* Begin TEXT SECTION *

Prior to the conclusion of the 2023–2024 fiscal year, the central bank announced plans to reopen 10-year, 15–year, 20–year, and 25–year Treasury bonds. The first event of this plan will be a tender auction for a 20-year bond on February 21 at an interest rate of 15.49 percent.

The bond with the highest interest rate, a 25-year bond, will be reissued on March 6.

According to the BoT’s official auction calendar, at least eight more bond tenders in the four maturity categories will be floated before the end of June, with interest rates starting at 11.44 percent for the 10-year coupon.

Tanzania’s domestic debt was at Tsh30.67 trillion ($12.03 billion) by the end of December 2023, a Tsh485.4 billion ($190.35 million) rise from November, according to the BoT’s monthly review report for January, which was released this week.

According to the report, 75.5 percent or more of the domestic debt stock was made up of Treasury bonds.

Since its debut in April 2021 on the Dar es Salaam Stock Exchange, the 25-year bond has gained significant traction on the DSE, greatly surpassing the popularity of shorter-term options.

* End TEXT SECTION *

- **TO BE DONE**:
- a) According to the Treasury bond article, what interest rate is set for the 20-year bond tender auction on February 21?
- b) List every Treasury bond maturity that the Treasury bond article says the central bank plans to reopen.
- c) Carry on writing the Treasury bond article, starting after its final sentence.

* Begin LISTING *

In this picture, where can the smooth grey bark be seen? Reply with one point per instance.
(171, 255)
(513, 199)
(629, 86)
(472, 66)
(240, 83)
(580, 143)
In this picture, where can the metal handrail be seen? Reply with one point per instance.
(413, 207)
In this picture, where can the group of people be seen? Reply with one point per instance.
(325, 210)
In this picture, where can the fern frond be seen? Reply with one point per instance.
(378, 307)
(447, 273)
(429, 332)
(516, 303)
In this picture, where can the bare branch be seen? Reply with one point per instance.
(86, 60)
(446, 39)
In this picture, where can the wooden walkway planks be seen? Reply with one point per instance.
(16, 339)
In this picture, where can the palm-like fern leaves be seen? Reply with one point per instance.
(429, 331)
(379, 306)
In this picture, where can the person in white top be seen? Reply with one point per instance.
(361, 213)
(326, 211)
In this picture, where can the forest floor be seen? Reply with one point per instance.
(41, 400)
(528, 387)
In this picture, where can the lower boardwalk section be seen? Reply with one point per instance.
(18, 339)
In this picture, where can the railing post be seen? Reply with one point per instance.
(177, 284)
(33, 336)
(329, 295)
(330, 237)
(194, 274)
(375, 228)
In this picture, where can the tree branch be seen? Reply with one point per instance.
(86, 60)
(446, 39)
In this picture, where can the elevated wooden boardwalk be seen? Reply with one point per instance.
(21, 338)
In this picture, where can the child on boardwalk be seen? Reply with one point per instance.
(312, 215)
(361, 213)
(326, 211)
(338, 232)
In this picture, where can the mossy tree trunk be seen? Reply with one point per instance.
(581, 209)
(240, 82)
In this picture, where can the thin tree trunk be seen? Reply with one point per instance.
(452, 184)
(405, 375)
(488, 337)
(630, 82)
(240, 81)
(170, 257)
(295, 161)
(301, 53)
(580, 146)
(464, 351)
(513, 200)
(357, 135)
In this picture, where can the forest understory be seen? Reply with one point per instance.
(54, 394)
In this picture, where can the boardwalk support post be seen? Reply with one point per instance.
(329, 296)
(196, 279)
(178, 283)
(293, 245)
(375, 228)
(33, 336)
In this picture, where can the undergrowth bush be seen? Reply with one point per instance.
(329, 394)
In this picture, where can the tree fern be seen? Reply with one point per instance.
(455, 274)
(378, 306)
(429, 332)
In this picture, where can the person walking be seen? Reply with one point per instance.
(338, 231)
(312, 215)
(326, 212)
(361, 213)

* End LISTING *

- **ANSWERS BELOW**:
- a) 15.49 percent

- b) 10-year, 15-year, 20-year, 25-year

- c)
According to the report, the most recent auction in December brought in a total of Tsh493.1 billion ($193.37 million) in offers, with Tsh420.7 billion ($164.98 million) coming from winning bids.

The bond will support government initiatives to expand the financial markets in the nation, stretch the maturity profile of domestic debt, and generate money to close budget deficit gaps. It will also act as an anchor for other market instruments, including corporate bonds and mortgage financing.

Its set coupon rate of 15.95%, exemption from withholding tax, and semi-annual interest payment are its main draws.